Word for word, repeat each of the records below.

** Stored data entries **
◇ ◇ ◇ ◇ ◇ ◇ ◇

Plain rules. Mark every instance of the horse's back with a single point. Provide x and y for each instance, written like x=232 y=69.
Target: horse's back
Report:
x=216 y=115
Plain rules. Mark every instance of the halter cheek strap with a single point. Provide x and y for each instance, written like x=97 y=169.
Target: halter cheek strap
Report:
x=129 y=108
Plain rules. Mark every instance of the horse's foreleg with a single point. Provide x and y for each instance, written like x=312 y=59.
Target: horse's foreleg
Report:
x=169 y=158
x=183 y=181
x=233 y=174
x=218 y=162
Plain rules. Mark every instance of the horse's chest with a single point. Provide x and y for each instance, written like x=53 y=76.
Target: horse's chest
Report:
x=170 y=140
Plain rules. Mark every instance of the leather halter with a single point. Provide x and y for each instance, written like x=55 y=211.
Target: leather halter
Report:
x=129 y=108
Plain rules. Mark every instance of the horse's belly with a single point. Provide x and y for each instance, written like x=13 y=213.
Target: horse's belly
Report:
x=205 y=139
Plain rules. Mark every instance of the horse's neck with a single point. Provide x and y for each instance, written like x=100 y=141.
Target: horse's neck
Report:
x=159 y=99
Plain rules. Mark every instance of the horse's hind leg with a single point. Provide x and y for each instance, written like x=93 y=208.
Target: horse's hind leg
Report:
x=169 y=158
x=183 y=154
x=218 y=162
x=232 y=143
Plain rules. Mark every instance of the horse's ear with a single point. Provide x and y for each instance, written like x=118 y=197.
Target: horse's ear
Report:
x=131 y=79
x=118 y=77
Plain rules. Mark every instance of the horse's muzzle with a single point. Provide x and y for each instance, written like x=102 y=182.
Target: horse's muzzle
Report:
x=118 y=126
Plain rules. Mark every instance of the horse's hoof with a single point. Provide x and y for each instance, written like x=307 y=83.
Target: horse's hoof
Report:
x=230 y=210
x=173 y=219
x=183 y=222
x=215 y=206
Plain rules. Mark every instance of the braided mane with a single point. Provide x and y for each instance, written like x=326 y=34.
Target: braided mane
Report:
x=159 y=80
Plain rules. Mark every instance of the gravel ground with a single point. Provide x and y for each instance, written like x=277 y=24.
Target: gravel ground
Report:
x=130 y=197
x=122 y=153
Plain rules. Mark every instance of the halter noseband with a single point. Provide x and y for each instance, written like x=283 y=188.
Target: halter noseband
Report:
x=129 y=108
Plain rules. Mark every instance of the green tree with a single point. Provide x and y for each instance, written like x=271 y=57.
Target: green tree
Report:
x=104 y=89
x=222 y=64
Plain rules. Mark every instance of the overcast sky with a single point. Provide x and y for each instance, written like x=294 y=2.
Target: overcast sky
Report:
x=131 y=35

◇ ◇ ◇ ◇ ◇ ◇ ◇

** Response area **
Plain rules. Mark every instance of the horse's back with a single point. Provide x and y for each instance, written like x=232 y=69.
Target: horse's back
Report:
x=216 y=115
Plain rules. Mark every instance of the halter cheek strap with a single point. Provide x and y for each instance, written like x=97 y=169.
Target: halter cheek strap
Report:
x=129 y=108
Plain rules. Mark every instance of the horse's foreleg with a single point. Provide x and y for each instance, written like x=312 y=59.
Target: horse's foreleg
Report:
x=169 y=158
x=183 y=181
x=233 y=174
x=218 y=162
Plain rules. Mark every instance of the horse's chest with a single point. Provide x and y for each instance, written like x=53 y=76.
Target: horse's chest
Report:
x=170 y=140
Plain rules. Mark every instance of the leather halter with a single point. Provide x and y for each instance, written like x=55 y=211.
Target: leather halter
Report:
x=129 y=108
Plain rules. Mark every instance of the horse's belly with a single point. Provide x and y for each instance, written like x=13 y=213.
Target: horse's belly
Report:
x=205 y=139
Plain rules. Mark every instance of the horse's neck with a single point. Provide x and y for each instance, written like x=100 y=141.
Target: horse's neck
Report:
x=159 y=99
Plain rules. Mark every instance of the horse's hind leg with a single point. Provide x and y for each instance, written like x=93 y=208.
Target: horse's hind leg
Report:
x=169 y=158
x=183 y=154
x=218 y=162
x=232 y=143
Plain rules. Mark every instance of the horse's ear with a single point. Provide x and y for each instance, written like x=118 y=197.
Target: horse's ear
Report:
x=131 y=79
x=118 y=77
Plain rules. Mark every instance of the horse's muzzle with a single point. Provide x and y for each instance, written like x=102 y=182.
Target: horse's muzzle
Report:
x=118 y=126
Plain rules. Mark every instance of the horse's hoof with a single point. Provide x and y for each instance, written like x=307 y=83.
Target: horse's hoof
Report:
x=230 y=210
x=173 y=219
x=183 y=222
x=215 y=206
Plain rules. Mark every instance of the braided mane with a single point. Provide x and y for each instance, written like x=326 y=34.
Target: braided mane
Report:
x=159 y=80
Plain rules. Mark every instance of the gravel ground with a single point. Provide x and y for each instance, written like x=277 y=24.
Target: gravel ground
Report:
x=130 y=197
x=122 y=153
Plain rules. Mark every instance of the halter noseband with a single point. Provide x and y for each instance, written like x=283 y=188.
Target: halter noseband
Report:
x=129 y=108
Plain rules. Mark every instance of the green tree with a single point. Provide x and y for each instance, written like x=271 y=57.
Target: green tree
Report:
x=104 y=89
x=222 y=64
Plain rules. Mark every instance of the overcast sky with a single point. Provide x and y for each instance, written like x=294 y=2.
Target: overcast sky
Report:
x=131 y=35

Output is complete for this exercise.